Problem statement:
Reproduce the records verbatim from the line containing "Challenge: find every instance of black trousers" down to the line containing "[0, 308, 700, 333]", including both of those lines and nothing else.

Source records:
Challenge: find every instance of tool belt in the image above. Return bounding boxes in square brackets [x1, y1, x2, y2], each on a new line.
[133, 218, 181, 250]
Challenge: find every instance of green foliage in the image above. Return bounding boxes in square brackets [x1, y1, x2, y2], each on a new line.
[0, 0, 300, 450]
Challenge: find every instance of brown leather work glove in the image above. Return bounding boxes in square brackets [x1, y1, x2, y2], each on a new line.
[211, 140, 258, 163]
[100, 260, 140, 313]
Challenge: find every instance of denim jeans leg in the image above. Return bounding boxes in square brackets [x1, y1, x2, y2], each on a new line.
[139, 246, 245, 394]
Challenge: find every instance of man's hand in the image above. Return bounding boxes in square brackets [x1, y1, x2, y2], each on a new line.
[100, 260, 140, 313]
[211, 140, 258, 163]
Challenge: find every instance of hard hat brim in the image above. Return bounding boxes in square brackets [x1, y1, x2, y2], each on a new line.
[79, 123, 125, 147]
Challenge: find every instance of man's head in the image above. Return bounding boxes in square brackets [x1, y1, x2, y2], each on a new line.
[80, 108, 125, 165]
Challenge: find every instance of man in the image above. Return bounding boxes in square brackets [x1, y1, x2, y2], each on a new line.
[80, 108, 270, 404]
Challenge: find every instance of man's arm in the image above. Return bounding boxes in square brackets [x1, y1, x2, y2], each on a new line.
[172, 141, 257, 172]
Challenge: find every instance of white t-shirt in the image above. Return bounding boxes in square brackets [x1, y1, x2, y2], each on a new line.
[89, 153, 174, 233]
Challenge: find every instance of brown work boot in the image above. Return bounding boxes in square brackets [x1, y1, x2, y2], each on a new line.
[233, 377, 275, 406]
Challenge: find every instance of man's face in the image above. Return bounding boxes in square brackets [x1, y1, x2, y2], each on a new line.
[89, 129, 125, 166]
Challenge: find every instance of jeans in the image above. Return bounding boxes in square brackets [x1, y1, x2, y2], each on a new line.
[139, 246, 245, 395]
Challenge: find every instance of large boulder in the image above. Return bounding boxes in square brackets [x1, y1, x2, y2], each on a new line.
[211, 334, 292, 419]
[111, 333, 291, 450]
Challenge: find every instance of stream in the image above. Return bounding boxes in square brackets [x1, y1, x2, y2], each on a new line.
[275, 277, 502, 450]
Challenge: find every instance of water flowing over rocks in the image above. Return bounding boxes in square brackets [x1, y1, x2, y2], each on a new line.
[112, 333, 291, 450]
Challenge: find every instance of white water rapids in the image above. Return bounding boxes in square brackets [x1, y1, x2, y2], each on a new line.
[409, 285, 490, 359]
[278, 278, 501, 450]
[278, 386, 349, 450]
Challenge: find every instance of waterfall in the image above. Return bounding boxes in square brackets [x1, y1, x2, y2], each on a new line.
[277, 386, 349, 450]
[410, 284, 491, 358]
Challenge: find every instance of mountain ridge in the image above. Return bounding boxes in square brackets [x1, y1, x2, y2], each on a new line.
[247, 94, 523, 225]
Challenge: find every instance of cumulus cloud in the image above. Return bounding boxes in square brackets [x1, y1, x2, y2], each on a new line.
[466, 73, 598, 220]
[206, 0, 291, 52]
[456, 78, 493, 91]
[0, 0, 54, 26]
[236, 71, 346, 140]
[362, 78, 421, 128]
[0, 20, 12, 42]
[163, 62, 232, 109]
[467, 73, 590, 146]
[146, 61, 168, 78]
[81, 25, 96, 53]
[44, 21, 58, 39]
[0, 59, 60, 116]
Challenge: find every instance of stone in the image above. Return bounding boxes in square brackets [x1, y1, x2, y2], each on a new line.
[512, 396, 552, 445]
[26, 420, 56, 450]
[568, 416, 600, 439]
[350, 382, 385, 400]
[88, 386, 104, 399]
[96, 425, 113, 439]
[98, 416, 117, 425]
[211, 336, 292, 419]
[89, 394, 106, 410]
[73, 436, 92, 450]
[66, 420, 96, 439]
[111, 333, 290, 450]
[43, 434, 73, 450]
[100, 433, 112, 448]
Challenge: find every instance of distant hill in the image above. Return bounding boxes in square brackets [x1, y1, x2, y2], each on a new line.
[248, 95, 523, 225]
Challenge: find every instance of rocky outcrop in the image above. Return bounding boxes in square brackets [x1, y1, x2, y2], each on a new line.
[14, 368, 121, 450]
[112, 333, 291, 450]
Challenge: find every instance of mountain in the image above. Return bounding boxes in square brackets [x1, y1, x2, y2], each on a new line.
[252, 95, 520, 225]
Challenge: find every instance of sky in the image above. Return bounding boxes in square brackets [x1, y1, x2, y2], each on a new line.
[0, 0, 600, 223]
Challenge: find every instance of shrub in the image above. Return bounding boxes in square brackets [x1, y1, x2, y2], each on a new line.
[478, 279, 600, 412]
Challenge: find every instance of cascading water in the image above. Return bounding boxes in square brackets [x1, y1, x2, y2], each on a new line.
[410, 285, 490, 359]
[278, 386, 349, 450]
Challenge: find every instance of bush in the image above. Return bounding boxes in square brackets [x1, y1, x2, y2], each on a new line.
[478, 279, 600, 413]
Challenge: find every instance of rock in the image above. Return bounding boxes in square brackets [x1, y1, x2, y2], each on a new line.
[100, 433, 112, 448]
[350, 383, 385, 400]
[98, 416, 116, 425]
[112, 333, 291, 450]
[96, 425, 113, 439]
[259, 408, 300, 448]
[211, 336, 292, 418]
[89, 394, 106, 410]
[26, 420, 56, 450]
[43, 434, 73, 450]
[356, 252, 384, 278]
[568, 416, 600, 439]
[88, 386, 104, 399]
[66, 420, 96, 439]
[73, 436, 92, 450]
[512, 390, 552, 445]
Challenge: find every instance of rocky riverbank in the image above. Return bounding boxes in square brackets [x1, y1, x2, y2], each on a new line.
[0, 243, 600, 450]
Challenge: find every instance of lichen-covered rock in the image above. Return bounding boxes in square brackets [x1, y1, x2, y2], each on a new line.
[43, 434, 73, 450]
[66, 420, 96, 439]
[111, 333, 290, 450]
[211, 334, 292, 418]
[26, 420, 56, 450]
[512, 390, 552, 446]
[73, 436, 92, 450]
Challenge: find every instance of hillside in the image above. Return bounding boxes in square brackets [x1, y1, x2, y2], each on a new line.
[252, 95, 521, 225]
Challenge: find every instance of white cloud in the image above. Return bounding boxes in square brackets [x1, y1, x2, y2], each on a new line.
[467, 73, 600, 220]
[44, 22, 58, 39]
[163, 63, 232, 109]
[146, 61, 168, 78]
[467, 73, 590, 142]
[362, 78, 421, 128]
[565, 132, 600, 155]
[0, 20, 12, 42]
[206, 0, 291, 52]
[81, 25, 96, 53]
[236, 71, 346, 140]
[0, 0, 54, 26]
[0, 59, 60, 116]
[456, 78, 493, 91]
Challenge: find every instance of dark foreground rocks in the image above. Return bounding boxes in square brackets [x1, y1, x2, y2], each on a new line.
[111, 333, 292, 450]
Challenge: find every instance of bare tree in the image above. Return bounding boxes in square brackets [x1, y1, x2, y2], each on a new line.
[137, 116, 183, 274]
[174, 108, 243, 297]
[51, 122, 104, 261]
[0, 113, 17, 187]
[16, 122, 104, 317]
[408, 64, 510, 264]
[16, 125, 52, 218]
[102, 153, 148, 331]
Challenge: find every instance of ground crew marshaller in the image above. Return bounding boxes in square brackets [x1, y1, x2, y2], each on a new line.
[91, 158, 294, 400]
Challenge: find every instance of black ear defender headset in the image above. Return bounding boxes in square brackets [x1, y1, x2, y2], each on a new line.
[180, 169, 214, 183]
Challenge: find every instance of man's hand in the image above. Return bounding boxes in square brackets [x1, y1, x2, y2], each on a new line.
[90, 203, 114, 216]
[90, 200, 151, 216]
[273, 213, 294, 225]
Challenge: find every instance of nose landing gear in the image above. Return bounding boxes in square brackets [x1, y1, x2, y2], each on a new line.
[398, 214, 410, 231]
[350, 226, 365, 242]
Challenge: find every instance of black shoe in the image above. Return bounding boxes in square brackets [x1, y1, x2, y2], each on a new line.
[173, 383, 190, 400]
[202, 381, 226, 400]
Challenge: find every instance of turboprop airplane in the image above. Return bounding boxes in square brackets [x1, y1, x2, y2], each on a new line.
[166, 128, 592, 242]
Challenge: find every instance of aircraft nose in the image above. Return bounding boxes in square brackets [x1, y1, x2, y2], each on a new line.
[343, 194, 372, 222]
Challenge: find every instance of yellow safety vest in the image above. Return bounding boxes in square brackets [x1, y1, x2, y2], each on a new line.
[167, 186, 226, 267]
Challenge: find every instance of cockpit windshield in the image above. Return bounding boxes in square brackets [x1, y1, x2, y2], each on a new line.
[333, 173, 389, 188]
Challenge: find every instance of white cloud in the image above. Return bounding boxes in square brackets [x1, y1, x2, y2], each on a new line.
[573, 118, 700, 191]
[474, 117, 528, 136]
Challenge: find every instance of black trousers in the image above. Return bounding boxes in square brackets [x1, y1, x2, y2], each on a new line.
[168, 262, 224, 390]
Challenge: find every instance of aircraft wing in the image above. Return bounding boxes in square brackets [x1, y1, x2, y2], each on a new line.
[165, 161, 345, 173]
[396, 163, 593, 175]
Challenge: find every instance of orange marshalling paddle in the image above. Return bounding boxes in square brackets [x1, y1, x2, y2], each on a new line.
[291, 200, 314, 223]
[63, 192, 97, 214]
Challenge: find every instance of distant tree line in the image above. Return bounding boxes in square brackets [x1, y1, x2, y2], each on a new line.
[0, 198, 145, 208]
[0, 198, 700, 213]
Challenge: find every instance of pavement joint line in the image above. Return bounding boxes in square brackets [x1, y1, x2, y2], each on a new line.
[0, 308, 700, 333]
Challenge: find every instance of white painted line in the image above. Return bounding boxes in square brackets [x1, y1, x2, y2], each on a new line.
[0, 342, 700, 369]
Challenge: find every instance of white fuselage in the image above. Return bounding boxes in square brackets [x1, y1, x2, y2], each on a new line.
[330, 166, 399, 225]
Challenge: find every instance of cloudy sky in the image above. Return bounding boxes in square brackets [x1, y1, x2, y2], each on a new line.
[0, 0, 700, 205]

==

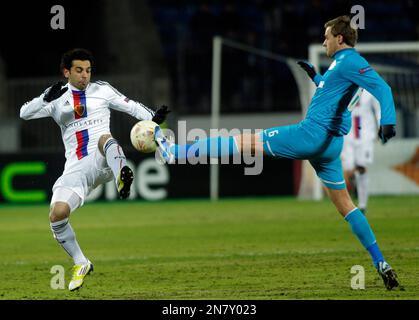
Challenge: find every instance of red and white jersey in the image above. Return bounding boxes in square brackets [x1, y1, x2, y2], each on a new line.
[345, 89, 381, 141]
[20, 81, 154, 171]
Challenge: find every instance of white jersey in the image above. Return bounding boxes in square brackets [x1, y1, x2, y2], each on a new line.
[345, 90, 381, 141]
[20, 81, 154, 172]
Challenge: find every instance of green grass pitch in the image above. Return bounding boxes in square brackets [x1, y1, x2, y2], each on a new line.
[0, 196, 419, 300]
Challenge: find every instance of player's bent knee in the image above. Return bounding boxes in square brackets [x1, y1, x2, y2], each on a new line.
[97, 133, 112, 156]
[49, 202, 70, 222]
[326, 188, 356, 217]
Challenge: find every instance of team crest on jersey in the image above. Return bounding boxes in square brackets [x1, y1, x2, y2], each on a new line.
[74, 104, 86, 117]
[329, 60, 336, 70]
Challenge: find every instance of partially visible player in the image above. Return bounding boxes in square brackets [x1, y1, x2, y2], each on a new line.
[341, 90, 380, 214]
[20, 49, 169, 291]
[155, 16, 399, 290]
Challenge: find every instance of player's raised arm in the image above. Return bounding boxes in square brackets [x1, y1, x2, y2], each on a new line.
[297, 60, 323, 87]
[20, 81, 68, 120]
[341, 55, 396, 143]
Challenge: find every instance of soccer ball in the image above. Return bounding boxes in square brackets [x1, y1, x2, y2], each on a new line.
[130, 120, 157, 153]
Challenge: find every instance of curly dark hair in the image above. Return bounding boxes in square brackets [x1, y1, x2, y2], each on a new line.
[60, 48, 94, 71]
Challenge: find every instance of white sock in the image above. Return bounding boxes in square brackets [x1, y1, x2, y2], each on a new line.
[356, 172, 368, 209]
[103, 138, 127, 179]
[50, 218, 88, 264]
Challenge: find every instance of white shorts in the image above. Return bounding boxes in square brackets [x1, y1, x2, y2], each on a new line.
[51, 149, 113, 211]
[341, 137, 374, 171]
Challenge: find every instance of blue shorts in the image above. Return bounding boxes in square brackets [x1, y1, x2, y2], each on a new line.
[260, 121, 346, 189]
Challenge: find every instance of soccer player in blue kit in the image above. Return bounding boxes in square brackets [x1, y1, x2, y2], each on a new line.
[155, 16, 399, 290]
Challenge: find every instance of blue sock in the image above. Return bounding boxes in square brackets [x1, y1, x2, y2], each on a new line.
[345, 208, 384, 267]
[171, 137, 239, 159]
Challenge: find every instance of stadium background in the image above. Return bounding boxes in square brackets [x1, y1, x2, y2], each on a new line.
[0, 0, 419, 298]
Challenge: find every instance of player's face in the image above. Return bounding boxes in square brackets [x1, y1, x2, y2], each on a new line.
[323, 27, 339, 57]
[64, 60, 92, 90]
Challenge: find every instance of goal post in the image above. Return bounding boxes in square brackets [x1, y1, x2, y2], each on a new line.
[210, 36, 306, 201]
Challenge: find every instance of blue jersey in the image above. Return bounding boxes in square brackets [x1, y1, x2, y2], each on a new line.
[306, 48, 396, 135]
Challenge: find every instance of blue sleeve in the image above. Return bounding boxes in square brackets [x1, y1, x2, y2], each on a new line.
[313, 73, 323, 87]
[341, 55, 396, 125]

--

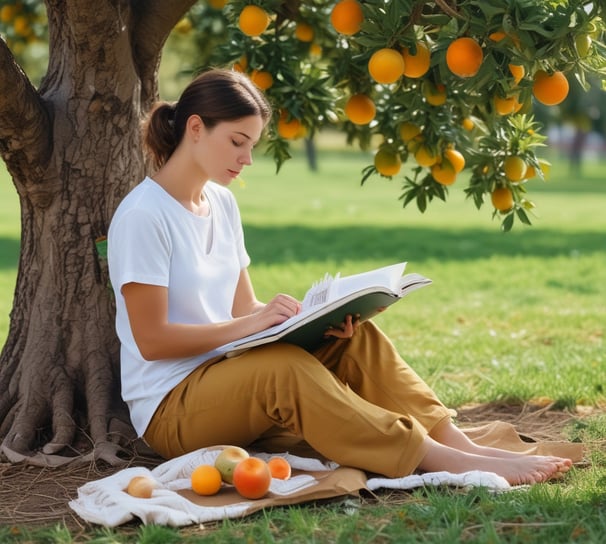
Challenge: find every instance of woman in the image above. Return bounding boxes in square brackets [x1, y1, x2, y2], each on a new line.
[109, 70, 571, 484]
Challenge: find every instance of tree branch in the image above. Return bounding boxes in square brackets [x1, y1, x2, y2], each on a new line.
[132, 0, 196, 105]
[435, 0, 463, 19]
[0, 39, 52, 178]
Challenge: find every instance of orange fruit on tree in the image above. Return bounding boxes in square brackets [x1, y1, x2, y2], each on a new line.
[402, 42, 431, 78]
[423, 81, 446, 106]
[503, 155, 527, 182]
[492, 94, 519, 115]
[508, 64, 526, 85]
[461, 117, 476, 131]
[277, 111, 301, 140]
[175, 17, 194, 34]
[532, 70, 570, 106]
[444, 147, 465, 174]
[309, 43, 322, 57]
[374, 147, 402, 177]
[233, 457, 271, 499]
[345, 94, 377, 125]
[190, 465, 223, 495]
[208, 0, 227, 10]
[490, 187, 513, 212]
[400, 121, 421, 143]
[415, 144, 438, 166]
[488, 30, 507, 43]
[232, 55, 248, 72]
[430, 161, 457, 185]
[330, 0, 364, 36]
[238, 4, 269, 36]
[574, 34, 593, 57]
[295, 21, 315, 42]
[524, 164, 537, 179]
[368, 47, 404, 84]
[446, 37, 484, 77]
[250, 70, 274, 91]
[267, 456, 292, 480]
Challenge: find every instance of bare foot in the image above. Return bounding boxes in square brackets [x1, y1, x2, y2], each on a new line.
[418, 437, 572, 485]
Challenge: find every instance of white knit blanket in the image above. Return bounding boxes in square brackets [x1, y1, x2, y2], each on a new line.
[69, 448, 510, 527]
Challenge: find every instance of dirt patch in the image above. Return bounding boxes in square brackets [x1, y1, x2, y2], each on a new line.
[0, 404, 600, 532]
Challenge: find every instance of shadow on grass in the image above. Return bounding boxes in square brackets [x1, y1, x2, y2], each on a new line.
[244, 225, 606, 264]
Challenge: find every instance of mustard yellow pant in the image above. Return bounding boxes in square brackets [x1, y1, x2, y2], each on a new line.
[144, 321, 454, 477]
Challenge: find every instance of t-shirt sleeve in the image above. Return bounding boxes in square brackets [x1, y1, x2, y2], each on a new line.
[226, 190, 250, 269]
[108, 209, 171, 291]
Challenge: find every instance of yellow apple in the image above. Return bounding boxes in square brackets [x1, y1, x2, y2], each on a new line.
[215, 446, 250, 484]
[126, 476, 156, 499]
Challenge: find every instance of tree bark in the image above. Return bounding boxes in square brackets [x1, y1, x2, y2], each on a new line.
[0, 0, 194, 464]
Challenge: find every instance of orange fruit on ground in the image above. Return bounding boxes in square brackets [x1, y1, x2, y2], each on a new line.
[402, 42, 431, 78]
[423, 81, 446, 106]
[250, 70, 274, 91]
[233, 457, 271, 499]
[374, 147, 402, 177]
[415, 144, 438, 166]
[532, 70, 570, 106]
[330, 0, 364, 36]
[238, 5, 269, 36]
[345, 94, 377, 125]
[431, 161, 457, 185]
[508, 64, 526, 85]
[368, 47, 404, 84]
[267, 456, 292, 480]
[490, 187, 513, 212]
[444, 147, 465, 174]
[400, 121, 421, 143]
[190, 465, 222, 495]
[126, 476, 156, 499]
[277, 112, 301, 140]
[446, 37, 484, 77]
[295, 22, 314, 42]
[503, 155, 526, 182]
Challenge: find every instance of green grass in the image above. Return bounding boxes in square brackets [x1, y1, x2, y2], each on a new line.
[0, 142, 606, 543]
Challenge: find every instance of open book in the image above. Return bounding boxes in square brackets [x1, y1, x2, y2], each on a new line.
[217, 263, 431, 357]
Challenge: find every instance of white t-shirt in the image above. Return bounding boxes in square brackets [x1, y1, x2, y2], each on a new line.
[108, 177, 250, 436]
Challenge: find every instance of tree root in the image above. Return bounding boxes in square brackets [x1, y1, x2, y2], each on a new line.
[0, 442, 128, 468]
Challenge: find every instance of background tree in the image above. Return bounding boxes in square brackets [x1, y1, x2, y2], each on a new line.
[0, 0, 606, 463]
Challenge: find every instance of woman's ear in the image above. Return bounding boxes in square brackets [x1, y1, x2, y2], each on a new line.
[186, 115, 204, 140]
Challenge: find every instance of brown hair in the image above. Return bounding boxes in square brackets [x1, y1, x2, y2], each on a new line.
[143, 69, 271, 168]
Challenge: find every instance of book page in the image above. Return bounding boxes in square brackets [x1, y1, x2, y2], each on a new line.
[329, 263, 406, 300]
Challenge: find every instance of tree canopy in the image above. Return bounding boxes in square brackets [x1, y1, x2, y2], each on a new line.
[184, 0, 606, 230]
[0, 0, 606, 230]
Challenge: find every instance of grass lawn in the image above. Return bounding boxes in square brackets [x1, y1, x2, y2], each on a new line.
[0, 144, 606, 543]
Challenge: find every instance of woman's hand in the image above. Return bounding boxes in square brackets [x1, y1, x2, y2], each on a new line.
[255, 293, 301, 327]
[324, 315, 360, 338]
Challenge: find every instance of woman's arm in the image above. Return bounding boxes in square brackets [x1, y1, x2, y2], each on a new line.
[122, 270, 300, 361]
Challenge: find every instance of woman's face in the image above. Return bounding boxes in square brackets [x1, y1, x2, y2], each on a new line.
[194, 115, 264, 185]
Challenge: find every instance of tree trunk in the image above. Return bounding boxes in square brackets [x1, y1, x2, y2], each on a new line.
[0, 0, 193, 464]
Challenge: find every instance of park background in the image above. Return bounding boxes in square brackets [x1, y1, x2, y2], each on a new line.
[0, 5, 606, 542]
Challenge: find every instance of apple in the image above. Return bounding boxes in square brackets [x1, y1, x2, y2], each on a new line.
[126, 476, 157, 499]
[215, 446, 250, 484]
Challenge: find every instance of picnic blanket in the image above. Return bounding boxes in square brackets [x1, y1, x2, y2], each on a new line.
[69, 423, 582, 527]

Output:
Challenge: find every instance of black trousers in the image above. Return bounding boxes in square brackets [x1, y1, x2, y2], each on a new line.
[168, 262, 224, 390]
Challenge: find every instance of aircraft wing in the image above. Return bounding boxes in square brackets [x1, y1, x2, y2], each on a new line.
[165, 161, 345, 173]
[396, 163, 593, 175]
Challenge: find every instance of orange marshalling paddle in the image above. Return bounding boxes in square brackets [x1, y1, x2, y2], each on a new line.
[291, 200, 314, 223]
[63, 192, 97, 214]
Challenge: find every instance of distant tree line in the image above. Return bounding boxes in square brackets [x1, y1, x2, y2], each on a new line.
[0, 198, 145, 208]
[0, 198, 700, 213]
Challenge: find every instance of pavement joint line in the image above. Return bounding boxes in square brackets [x1, y1, x2, y2], each on a new line.
[0, 308, 700, 333]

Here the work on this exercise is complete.